- **Tasks to perform**:
1: From the gluten-free wheat article, extract the passage that begins at "Farmers fund new" and stops after "rye, and barley.", copying it word for word.
2: Extend the news report on farmers funding gluten-free wheat research, starting with the sentence after its last one.

- **Selected extract**:
== == ==

Farmers fund new research to breed gluten-free wheat.
[Agriculture] New research funded by farmers aims to breed a wheat variety for people who can’t eat wheat and other grains, an endeavor that comes as wider consumer interest in gluten-free foods is booming.
The Kansas Wheat Commission is spending $200,000 for the first two years of the project, which is meant to identify everything in wheat’s DNA sequences that can trigger a reaction in people suffering from celiac disease, an autoimmune disorder in which eating even tiny amounts of gluten comprised of numerous, complex proteins that gives dough its elasticity and some flavor to baked goods can damage the small intestine.
The only known treatment for it is a gluten-free diet, not eating foods that contain wheat, rye, and barley.
Though celiac disease is four to five times more common now than 50 years ago, only about 1 percent of the world’s population is believed to suffer from it, and just a fraction have been diagnosed. But the gluten-free food business has skyrocketed in the last five years, driven in part by non-celiac sufferers who are either intolerant to gluten or following a gluten-free fad diet because they believe it may help them lose weight or that it’s somehow healthier.

== == ==

- **Dataset extract**:

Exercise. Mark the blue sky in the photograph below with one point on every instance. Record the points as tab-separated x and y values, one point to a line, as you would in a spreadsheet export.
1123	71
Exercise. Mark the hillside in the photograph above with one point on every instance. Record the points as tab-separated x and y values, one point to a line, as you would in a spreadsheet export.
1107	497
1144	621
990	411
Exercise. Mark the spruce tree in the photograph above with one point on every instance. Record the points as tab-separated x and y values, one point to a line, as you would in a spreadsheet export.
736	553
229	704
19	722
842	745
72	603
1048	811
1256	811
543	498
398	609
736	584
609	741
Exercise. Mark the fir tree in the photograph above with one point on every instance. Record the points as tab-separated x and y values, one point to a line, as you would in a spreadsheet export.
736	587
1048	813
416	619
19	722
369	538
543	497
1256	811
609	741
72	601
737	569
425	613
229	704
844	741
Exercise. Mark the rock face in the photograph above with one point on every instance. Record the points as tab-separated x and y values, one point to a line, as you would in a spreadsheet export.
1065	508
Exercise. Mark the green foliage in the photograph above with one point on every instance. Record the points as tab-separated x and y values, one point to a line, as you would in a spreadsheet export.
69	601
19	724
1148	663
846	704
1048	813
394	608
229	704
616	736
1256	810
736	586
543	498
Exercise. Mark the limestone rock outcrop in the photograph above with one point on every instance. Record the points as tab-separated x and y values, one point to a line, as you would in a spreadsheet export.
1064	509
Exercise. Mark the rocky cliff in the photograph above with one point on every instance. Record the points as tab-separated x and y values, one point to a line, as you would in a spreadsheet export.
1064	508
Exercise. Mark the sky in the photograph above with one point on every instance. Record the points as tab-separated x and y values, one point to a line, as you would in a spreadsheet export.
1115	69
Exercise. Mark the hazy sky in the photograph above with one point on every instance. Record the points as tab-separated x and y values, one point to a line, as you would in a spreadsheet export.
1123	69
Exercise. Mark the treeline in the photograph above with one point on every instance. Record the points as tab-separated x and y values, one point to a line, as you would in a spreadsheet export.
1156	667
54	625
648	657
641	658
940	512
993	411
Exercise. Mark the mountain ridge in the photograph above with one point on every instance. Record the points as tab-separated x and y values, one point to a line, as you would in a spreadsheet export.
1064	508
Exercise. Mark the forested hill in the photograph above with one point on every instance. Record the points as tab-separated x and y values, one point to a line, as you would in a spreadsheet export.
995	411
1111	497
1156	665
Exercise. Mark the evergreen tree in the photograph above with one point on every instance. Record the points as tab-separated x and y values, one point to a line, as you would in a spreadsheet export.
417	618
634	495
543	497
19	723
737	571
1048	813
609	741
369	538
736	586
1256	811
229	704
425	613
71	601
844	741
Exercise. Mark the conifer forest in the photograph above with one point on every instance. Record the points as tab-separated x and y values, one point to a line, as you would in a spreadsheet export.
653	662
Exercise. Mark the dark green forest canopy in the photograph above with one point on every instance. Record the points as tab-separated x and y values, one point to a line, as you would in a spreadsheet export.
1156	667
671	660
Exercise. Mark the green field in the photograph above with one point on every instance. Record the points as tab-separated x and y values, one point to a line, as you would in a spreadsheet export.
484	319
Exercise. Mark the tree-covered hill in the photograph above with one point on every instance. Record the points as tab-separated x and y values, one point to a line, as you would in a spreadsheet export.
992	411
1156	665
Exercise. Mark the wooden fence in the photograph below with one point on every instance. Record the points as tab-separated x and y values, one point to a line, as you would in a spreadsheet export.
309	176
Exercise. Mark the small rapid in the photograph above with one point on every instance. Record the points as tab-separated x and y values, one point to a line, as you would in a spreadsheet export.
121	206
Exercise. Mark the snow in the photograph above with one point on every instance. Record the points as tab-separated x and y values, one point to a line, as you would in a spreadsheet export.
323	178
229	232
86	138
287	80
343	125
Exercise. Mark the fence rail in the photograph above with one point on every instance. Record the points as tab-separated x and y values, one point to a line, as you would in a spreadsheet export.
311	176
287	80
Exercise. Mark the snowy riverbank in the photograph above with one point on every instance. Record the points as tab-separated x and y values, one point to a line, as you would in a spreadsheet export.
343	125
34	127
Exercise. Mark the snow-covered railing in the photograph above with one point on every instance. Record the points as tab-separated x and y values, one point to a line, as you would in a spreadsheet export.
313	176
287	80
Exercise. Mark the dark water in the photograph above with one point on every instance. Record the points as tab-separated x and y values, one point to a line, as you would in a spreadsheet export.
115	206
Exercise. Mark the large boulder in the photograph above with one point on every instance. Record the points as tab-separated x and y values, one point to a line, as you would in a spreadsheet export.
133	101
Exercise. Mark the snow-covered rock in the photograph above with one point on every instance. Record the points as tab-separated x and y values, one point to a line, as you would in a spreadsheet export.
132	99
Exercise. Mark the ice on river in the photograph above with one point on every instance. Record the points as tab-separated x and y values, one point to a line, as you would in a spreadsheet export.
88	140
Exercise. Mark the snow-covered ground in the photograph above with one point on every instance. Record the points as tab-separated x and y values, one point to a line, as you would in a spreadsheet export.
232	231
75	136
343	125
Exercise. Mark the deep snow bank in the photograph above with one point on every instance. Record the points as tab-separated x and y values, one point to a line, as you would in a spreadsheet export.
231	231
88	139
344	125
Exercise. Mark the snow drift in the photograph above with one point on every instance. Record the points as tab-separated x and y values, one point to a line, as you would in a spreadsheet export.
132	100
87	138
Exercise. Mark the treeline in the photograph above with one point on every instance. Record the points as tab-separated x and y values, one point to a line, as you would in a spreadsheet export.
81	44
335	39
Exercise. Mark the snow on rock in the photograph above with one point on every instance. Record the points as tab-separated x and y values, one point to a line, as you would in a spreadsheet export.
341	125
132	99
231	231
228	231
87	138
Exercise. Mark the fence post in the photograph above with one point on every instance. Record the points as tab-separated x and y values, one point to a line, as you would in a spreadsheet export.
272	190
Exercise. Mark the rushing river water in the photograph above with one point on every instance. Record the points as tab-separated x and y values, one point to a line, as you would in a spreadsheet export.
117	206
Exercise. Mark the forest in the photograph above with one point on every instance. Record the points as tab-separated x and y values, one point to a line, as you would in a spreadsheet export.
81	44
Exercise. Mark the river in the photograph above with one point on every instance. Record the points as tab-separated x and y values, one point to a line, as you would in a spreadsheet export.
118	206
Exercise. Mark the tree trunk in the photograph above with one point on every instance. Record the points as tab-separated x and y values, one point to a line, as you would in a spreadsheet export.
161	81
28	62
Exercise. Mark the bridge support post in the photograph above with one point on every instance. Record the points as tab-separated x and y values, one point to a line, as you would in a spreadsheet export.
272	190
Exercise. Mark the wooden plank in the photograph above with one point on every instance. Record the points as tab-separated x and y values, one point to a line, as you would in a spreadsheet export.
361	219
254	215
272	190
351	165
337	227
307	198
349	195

== == ==

- **Expected outputs**:
1:
Farmers fund new research to breed gluten-free wheat.
[Agriculture] New research funded by farmers aims to breed a wheat variety for people who can’t eat wheat and other grains, an endeavor that comes as wider consumer interest in gluten-free foods is booming.
The Kansas Wheat Commission is spending $200,000 for the first two years of the project, which is meant to identify everything in wheat’s DNA sequences that can trigger a reaction in people suffering from celiac disease, an autoimmune disorder in which eating even tiny amounts of gluten comprised of numerous, complex proteins that gives dough its elasticity and some flavor to baked goods can damage the small intestine.
The only known treatment for it is a gluten-free diet, not eating foods that contain wheat, rye, and barley.

2:
Sales of gluten-free snacks, crackers, pasta, bread and other products reached $973 million in the U.S. in 2014, up from $810 million the previous year, according to a January report by consumer research firm Packaged Facts, which analyzed the sales of hundreds of explicitly labeled and marketed gluten-free products and brands at supermarkets, drugstores, and mass merchandisers.
Supporters of the Kansas research, though, say this isn’t a way to regain market share.